**Set problem**. Output, word for word, every line from the line with "Put a single dot on each instance of the distant" through the final line of the data below.

§ §

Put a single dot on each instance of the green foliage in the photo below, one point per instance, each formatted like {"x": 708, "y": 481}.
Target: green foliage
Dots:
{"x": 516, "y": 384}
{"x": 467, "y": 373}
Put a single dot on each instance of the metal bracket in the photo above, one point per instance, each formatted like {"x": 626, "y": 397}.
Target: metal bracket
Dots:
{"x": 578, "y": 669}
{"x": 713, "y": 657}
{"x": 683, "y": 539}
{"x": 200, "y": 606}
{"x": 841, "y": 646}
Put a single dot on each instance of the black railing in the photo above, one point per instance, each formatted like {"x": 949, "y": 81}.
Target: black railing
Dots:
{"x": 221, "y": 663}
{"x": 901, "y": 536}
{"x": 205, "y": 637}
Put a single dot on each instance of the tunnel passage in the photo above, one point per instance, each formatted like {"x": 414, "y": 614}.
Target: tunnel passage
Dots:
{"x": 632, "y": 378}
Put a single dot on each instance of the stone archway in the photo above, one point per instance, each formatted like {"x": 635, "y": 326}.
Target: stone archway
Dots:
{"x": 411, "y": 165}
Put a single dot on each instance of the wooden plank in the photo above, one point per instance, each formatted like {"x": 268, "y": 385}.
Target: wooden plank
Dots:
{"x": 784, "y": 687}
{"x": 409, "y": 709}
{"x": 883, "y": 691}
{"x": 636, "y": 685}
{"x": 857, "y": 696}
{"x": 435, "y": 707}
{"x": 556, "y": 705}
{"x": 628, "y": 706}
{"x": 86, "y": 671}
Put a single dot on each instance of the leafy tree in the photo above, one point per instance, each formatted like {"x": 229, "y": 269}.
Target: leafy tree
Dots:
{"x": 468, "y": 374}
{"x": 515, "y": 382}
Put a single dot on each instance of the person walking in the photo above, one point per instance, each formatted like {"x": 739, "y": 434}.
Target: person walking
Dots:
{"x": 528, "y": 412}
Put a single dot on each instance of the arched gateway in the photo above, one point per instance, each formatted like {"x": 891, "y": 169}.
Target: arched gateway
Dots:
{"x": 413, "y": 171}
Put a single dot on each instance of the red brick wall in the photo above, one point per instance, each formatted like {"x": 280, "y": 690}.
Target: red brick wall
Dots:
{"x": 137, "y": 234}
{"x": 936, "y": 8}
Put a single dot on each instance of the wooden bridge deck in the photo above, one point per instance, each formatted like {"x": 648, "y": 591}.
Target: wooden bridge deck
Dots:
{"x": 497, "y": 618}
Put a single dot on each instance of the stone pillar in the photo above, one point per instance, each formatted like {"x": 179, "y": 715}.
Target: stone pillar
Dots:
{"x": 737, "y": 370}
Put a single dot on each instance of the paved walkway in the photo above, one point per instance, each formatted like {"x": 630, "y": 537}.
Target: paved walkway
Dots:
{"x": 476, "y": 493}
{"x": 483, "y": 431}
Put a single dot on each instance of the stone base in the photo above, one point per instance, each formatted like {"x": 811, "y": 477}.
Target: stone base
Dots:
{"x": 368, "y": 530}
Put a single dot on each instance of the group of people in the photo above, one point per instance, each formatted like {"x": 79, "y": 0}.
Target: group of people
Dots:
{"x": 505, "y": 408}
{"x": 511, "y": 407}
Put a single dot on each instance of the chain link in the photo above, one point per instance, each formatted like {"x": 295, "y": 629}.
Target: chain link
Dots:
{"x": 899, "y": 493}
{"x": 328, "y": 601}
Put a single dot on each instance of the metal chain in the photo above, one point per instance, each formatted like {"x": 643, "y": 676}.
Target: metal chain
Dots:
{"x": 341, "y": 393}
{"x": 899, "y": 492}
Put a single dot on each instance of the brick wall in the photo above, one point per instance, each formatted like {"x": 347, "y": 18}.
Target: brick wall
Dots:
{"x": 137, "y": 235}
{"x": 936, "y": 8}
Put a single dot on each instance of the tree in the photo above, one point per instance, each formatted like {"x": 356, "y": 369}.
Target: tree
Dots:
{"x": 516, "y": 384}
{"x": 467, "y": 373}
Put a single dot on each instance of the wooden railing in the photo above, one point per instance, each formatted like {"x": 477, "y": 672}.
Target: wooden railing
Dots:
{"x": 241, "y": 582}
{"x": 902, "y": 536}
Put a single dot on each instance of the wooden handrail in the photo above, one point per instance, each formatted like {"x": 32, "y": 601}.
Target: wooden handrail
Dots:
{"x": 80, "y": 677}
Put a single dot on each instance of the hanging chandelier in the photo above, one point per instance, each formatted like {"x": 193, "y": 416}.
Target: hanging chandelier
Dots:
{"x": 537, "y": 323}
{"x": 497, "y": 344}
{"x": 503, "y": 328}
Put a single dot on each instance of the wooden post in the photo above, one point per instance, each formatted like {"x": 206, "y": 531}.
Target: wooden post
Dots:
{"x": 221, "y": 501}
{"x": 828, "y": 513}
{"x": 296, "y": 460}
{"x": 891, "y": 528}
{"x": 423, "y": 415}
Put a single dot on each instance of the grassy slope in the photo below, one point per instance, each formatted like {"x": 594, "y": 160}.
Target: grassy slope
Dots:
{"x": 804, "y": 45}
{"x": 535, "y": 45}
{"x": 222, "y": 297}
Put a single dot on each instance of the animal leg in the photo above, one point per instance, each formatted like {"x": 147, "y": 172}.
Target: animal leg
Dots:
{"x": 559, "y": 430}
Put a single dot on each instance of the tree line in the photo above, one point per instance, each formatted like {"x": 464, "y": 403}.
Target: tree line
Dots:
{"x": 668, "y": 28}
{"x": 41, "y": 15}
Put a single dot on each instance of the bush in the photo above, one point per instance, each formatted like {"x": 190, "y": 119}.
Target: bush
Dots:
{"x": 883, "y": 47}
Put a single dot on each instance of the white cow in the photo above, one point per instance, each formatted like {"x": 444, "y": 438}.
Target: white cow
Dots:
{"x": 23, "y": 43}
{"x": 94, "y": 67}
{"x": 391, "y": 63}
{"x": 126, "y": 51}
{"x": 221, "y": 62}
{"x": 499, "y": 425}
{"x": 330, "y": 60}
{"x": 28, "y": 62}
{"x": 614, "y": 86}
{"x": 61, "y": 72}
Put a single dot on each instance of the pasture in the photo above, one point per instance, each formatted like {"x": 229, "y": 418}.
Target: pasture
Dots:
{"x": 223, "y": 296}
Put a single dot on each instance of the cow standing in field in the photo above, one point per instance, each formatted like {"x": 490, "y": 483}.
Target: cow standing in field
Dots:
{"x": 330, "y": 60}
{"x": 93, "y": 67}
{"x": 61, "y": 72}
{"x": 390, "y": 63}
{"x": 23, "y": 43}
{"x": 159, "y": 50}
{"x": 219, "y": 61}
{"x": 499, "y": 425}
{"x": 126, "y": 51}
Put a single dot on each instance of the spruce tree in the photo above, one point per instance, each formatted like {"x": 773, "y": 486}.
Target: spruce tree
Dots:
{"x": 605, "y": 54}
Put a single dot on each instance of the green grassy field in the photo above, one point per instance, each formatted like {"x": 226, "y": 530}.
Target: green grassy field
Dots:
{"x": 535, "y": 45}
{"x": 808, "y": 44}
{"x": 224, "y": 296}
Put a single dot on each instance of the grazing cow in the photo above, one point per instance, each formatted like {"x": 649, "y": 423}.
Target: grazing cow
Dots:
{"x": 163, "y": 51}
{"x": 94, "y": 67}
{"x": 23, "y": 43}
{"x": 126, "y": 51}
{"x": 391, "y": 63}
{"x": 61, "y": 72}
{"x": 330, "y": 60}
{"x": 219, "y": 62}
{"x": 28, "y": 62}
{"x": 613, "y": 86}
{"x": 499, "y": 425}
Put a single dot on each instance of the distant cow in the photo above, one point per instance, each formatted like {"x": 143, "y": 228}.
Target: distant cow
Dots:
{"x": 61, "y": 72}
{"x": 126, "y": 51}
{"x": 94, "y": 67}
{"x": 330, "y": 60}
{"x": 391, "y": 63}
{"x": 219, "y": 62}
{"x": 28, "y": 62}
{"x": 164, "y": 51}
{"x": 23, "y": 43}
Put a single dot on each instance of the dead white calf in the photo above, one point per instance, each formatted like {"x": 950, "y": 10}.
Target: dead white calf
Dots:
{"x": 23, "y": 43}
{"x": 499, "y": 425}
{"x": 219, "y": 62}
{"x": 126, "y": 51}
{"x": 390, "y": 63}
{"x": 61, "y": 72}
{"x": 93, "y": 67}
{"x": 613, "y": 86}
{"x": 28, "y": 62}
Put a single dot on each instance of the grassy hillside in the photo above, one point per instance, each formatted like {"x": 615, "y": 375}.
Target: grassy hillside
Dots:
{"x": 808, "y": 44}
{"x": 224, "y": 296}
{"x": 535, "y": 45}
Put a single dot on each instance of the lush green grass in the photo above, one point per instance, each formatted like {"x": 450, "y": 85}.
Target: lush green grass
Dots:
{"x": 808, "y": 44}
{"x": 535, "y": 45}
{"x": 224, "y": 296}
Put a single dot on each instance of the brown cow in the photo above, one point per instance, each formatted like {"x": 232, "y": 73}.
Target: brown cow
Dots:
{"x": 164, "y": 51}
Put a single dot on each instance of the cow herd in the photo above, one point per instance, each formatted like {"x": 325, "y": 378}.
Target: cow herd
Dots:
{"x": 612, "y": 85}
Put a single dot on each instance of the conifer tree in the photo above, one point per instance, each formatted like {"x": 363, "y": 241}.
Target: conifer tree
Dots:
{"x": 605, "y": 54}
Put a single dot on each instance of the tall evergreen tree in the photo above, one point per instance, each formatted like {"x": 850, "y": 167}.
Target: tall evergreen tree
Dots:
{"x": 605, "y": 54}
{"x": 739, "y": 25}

§ §

**Expected answer**.
Put a single dot on each instance of the distant cow in the photo above, one point per instance, each formatted like {"x": 143, "y": 228}.
Target: distant cow
Dots:
{"x": 61, "y": 72}
{"x": 126, "y": 51}
{"x": 94, "y": 67}
{"x": 330, "y": 60}
{"x": 391, "y": 63}
{"x": 219, "y": 62}
{"x": 28, "y": 62}
{"x": 164, "y": 51}
{"x": 23, "y": 43}
Put a single dot on each instance of the dead white calf in the photo above, one point per instance, each formatted like {"x": 950, "y": 10}.
Target: dead white calf
Dots:
{"x": 23, "y": 43}
{"x": 499, "y": 425}
{"x": 219, "y": 62}
{"x": 126, "y": 51}
{"x": 390, "y": 63}
{"x": 61, "y": 72}
{"x": 93, "y": 67}
{"x": 613, "y": 86}
{"x": 28, "y": 62}
Put a single dot on each instance of the grassy hillside in the photo above, one point per instance, each formatted like {"x": 615, "y": 375}.
Target: grassy hillside
Dots:
{"x": 808, "y": 44}
{"x": 224, "y": 296}
{"x": 535, "y": 45}
Put a single dot on each instance of the lush green grass in the photo above, one point per instance, each formatted like {"x": 450, "y": 85}.
Target: lush green grass
Dots:
{"x": 808, "y": 44}
{"x": 535, "y": 45}
{"x": 224, "y": 296}
Put a single dot on each instance of the brown cow in the photo above, one point per instance, each formatted like {"x": 232, "y": 73}.
Target: brown cow
Dots:
{"x": 164, "y": 51}
Put a single dot on each instance of the cow herd in the photo above, one point per instance, each formatted like {"x": 325, "y": 378}.
Target: cow herd
Dots:
{"x": 612, "y": 85}
Put a single dot on each instance of the conifer tree in the photo above, one point per instance, each formatted like {"x": 363, "y": 241}.
Target: conifer tree
Dots:
{"x": 605, "y": 54}
Put a single dot on each instance of the tall evergreen tree in the photo above, one point per instance, each formatted like {"x": 850, "y": 167}.
Target: tall evergreen tree
Dots:
{"x": 605, "y": 54}
{"x": 739, "y": 25}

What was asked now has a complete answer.